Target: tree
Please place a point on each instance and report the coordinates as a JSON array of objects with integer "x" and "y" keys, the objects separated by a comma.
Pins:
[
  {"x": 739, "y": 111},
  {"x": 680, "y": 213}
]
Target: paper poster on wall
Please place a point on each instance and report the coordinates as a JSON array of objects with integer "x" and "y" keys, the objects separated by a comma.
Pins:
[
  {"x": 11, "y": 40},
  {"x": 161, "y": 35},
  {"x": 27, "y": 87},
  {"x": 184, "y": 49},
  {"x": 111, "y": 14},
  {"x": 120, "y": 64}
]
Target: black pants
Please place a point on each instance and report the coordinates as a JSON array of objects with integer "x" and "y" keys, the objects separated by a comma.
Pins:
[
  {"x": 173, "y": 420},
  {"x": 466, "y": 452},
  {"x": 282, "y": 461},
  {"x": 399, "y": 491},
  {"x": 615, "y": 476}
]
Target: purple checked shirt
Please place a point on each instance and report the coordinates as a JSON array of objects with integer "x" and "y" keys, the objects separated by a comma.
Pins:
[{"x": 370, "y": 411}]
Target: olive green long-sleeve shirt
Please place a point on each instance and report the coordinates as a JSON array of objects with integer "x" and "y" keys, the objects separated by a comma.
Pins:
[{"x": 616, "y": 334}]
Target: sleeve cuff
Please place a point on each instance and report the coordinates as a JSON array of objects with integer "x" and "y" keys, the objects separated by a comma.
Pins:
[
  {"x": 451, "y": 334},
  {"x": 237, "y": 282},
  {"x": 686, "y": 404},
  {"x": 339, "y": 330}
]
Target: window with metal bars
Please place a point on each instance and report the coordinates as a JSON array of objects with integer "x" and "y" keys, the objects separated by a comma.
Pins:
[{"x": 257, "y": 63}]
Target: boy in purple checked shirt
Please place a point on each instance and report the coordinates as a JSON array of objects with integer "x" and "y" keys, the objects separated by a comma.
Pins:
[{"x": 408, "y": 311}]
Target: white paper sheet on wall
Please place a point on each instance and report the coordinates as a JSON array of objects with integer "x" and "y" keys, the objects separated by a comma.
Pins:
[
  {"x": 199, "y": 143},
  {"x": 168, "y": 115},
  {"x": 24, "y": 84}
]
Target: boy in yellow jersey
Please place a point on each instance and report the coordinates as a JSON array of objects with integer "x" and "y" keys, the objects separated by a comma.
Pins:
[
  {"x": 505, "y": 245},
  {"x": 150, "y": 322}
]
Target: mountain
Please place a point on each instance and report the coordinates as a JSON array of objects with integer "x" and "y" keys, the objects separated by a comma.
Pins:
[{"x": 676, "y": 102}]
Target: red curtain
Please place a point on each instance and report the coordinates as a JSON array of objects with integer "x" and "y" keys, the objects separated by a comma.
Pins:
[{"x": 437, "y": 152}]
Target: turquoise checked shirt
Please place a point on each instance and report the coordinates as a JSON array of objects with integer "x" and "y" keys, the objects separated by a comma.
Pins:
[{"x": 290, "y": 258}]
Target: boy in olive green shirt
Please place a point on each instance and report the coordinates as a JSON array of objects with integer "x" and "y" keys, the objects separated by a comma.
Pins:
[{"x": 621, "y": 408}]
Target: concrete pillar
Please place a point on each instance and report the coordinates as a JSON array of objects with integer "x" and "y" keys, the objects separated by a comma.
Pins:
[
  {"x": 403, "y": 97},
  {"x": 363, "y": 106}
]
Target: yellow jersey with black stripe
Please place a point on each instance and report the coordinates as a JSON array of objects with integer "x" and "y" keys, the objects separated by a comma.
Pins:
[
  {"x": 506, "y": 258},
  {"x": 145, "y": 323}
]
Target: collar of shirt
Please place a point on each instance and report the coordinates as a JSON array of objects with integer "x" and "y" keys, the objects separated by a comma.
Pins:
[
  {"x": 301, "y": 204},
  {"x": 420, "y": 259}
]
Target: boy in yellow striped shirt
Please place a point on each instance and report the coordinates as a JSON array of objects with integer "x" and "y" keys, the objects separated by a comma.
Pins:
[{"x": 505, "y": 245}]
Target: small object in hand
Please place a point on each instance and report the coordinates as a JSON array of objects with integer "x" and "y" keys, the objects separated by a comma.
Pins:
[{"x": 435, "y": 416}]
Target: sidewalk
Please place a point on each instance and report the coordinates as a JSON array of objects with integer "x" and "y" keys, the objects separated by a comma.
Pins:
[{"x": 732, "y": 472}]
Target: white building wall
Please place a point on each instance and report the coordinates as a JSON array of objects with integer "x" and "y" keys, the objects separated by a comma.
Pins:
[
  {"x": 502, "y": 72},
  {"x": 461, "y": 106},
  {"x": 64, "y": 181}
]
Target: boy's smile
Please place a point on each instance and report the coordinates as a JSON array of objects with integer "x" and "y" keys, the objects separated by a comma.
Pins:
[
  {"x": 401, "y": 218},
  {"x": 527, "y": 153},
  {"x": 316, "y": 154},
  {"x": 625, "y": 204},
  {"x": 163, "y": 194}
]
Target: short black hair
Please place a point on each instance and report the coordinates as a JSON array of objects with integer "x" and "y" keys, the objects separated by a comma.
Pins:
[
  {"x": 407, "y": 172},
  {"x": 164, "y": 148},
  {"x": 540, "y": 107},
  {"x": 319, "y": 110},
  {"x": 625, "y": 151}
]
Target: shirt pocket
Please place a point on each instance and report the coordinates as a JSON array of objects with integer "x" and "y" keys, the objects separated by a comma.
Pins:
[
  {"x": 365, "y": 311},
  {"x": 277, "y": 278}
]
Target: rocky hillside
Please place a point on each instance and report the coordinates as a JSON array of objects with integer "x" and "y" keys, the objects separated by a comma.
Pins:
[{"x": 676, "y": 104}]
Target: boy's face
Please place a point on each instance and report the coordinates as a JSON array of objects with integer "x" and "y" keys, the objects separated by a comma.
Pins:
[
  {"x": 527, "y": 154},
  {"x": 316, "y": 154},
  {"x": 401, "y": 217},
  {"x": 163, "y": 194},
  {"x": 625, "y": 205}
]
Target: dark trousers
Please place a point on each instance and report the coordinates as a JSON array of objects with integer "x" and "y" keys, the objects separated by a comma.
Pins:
----
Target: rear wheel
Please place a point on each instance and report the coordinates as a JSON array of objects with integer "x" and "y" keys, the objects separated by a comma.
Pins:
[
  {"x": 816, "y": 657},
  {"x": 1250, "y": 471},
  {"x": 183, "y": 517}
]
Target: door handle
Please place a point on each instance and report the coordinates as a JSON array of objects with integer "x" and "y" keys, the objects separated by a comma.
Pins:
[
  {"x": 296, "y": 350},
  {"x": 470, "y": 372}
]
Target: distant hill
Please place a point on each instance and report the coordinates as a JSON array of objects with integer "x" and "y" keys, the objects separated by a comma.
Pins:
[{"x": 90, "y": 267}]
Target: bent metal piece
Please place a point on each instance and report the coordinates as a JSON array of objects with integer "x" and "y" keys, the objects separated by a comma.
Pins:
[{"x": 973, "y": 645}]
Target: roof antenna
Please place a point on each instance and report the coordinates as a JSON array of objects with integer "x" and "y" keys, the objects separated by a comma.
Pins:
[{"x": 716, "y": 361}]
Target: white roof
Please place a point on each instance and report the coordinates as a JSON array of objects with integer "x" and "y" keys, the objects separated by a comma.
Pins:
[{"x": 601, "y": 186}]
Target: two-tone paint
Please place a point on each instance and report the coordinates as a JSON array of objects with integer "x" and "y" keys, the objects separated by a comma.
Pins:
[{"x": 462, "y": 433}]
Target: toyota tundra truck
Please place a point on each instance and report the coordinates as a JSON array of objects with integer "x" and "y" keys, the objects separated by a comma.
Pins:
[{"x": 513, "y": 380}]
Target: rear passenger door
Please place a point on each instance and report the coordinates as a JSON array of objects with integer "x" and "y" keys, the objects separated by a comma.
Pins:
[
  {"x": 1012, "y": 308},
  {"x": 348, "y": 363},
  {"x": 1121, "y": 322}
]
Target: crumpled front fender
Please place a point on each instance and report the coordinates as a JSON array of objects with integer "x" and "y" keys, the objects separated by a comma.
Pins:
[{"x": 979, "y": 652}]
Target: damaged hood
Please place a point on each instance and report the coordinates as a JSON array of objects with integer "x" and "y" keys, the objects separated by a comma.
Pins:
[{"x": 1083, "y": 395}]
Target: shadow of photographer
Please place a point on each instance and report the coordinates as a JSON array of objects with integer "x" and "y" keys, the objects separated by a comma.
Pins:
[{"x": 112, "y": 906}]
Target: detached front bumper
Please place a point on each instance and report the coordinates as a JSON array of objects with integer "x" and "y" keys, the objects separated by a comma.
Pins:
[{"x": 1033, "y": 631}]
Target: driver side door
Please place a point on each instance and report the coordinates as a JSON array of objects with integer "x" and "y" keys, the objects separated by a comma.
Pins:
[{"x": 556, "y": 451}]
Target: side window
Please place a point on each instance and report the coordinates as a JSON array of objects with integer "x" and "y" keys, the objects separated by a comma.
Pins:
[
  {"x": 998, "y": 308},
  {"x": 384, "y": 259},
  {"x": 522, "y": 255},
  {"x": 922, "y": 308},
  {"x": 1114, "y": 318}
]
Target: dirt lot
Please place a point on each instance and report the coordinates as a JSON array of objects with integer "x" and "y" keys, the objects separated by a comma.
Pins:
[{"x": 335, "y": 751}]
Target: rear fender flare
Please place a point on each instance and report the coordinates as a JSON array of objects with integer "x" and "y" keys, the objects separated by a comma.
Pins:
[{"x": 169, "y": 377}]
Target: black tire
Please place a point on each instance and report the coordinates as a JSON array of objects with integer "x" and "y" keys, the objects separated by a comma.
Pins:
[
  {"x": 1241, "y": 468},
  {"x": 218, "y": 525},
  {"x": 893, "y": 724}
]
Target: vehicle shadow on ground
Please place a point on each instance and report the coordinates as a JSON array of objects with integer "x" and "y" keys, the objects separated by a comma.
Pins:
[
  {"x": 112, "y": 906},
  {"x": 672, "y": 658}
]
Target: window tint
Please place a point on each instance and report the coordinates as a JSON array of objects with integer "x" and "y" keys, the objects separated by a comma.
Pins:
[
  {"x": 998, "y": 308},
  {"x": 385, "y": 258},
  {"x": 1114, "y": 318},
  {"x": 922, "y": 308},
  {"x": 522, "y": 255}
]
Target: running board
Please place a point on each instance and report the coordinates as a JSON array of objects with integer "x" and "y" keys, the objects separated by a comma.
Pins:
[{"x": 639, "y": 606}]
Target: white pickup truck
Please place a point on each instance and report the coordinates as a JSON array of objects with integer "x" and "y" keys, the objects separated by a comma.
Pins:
----
List every line of the data above that contains the word "black", treating uppercase and lowercase letters as distinct.

Target: black pants
Target: yellow jersey with black stripe
Target: short black hair
Target: black tire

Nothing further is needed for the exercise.